• [Material]:
————————

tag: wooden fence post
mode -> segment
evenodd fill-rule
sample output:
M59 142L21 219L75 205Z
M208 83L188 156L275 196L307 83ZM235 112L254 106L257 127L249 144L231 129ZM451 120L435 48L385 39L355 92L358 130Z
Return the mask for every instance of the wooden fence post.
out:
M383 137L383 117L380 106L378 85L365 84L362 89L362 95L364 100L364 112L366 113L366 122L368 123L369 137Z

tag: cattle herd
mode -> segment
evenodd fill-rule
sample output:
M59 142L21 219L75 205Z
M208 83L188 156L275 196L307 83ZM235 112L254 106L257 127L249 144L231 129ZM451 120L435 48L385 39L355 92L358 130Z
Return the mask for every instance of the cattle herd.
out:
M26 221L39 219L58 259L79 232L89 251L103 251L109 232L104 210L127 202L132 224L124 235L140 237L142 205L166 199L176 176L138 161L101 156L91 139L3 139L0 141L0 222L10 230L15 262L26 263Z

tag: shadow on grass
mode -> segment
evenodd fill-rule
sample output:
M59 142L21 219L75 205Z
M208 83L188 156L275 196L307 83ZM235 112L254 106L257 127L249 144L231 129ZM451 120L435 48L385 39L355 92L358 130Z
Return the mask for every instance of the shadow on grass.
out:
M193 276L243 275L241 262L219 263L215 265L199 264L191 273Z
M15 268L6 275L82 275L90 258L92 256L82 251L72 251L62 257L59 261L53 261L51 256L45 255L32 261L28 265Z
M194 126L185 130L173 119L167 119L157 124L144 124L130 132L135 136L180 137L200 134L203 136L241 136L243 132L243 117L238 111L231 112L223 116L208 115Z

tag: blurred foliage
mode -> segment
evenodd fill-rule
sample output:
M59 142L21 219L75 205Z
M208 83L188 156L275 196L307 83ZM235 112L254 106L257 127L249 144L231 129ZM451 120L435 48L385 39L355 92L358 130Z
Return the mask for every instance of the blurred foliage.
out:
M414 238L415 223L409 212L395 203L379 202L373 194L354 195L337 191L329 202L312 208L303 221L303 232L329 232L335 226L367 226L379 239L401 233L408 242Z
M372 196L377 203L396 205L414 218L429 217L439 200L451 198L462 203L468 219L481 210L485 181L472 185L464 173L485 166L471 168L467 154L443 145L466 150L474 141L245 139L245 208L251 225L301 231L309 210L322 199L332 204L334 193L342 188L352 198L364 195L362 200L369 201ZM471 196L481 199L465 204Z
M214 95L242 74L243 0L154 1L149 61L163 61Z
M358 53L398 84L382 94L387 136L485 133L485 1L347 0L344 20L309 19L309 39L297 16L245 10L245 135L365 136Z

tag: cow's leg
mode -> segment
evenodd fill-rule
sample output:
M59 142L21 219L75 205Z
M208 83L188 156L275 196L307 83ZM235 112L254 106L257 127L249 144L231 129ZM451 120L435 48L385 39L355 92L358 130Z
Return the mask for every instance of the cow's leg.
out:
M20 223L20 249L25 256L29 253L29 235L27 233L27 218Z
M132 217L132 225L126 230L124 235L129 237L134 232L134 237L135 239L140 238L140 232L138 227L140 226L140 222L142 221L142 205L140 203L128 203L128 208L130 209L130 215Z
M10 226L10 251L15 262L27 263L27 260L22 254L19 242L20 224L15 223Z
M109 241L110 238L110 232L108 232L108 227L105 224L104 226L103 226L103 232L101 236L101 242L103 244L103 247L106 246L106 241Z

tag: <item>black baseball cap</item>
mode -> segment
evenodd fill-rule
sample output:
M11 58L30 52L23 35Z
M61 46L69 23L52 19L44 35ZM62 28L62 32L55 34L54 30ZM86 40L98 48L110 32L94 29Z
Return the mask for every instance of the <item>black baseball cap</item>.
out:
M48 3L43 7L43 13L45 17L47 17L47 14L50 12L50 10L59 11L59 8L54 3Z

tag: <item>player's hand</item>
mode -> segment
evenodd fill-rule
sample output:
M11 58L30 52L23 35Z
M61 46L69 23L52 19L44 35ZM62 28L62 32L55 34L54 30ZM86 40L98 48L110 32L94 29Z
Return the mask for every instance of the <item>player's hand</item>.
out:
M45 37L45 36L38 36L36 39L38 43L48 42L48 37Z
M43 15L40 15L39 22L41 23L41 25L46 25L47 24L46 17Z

————————

• [Written task]: Return the data from the line with "tag: cattle herd" up to and including the line with "M26 221L39 219L58", copied exactly as it appears.

• [Solved exercise]:
tag: cattle herd
mode -> segment
evenodd fill-rule
sample output:
M59 142L21 219L75 205Z
M208 83L188 156L275 196L307 83ZM235 112L254 106L257 127L249 144L231 129ZM451 120L435 48L385 39L355 92L358 130Z
Return the mask for every instance of the cattle herd.
out:
M26 221L39 219L58 259L79 232L89 251L103 251L109 232L104 210L127 202L132 224L124 235L140 237L142 205L166 199L176 176L138 161L101 156L91 139L3 139L0 141L0 222L10 230L15 262L26 263Z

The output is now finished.